(Work item)
From the passage on RWE's wood pellet burning, return the text between "The Amer Power" and "Netherlands come from.", inclusive, copied word for word.

(Document excerpt)
※ ※ ※
The Amer Power Station is currently burning around 1 million tonnes of wood pellets a year, but RWE wants to scale this up to 2.5 million tonnes, ahead of a full conversion. RWE’s nature permit for increasing biomass burning to 2.5 million tonnes is on hold subject to a court ruling on a challenge by the Dutch NGO Mobilisation for the Environment. The Eemshaven Power Station has been granted a permit to co-fire 1.6 million tonnes of pellets annually.
Lack of transparency in pellet sourcing
Actual figures as to how many pellets RWE has been burning over the past year have not been published. More concerningly, RWE refuses to disclose any information as to where the pellets it burns in the Netherlands come from.
Only two pieces of information are publicly available about RWE’s pellet sourcing, from sources other than the company itself: Until January 2024, RWE was buying substantial quantities of pellets from the world’s largest pellet producer Enviva, as well as engaging in speculative trading with the company to optimise earnings from pellets. It then cancelled the contract and made a claim for €349 against Enviva, following which the pellet producer petitioned for bankruptcy. Graanul Invest, Europe’s largest pellet producer, has been listing RWE as a customer for many years.
※ ※ ※
[Entries taken from a collection]
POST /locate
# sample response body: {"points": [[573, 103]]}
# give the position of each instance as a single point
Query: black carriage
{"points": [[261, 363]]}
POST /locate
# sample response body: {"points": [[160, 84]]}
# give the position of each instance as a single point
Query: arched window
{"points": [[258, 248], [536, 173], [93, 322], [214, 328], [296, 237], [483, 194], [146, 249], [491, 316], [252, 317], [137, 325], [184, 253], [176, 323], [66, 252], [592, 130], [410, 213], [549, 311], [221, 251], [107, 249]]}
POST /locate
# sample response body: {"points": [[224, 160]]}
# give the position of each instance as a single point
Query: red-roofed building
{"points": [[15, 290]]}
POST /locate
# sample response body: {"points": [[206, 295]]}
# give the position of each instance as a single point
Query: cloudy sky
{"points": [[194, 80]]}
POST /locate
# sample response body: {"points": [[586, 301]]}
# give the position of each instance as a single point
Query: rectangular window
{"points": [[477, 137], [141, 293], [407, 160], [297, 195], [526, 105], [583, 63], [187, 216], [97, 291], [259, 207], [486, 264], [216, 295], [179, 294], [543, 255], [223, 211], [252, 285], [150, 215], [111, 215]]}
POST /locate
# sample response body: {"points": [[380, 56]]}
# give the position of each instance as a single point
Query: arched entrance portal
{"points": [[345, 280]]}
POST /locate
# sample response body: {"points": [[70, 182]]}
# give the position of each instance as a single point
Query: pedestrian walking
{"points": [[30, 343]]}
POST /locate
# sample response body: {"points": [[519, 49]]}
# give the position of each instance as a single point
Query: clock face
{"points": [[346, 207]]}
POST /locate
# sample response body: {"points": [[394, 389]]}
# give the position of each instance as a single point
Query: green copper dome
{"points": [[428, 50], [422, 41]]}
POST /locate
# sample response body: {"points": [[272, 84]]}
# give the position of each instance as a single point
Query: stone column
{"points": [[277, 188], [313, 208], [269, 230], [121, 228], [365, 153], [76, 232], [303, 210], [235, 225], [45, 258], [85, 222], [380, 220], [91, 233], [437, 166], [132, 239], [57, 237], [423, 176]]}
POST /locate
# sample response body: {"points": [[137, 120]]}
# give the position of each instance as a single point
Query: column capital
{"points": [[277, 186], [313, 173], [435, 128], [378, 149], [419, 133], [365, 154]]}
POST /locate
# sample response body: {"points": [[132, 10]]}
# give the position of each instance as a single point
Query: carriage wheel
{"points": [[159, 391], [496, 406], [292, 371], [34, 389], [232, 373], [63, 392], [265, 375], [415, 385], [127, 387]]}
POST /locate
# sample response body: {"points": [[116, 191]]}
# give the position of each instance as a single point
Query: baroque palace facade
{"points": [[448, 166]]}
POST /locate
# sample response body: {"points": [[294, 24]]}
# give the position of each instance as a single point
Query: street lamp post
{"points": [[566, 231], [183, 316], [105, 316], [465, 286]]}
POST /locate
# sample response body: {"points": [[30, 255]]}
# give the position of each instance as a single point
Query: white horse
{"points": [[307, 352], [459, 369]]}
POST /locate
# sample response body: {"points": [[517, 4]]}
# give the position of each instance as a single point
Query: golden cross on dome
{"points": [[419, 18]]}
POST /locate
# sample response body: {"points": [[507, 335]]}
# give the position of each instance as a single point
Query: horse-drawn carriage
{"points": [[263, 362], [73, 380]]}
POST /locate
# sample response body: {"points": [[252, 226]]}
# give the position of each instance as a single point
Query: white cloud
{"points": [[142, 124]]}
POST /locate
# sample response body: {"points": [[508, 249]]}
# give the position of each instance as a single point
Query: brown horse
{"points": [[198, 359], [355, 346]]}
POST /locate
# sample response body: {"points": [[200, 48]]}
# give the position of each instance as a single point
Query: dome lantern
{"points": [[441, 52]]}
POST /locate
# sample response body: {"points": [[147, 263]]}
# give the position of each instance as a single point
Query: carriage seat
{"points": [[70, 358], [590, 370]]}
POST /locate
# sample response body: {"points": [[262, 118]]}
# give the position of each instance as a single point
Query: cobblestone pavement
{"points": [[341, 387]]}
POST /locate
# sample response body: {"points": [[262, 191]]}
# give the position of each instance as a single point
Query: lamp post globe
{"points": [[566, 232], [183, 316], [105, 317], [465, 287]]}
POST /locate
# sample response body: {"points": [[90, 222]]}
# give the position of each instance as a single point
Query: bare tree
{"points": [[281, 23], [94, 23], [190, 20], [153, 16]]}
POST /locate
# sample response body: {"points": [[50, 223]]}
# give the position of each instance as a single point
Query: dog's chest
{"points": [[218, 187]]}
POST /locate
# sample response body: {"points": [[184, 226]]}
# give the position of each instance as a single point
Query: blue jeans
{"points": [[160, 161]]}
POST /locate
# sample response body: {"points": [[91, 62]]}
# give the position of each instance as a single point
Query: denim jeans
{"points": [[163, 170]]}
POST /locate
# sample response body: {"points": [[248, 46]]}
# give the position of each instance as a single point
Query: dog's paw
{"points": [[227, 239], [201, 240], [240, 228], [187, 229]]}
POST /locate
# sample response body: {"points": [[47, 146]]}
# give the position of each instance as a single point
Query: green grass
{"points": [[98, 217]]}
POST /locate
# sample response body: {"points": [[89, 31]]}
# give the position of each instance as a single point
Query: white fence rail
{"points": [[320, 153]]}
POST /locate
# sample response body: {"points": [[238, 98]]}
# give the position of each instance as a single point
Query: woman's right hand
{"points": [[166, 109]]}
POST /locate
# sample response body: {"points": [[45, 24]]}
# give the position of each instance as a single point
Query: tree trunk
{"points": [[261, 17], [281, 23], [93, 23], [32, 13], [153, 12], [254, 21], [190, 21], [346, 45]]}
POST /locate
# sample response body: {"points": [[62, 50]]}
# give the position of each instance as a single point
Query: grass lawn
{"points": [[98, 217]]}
※ ※ ※
(Response area)
The Amer Power Station is currently burning around 1 million tonnes of wood pellets a year, but RWE wants to scale this up to 2.5 million tonnes, ahead of a full conversion. RWE’s nature permit for increasing biomass burning to 2.5 million tonnes is on hold subject to a court ruling on a challenge by the Dutch NGO Mobilisation for the Environment. The Eemshaven Power Station has been granted a permit to co-fire 1.6 million tonnes of pellets annually.
Lack of transparency in pellet sourcing
Actual figures as to how many pellets RWE has been burning over the past year have not been published. More concerningly, RWE refuses to disclose any information as to where the pellets it burns in the Netherlands come from.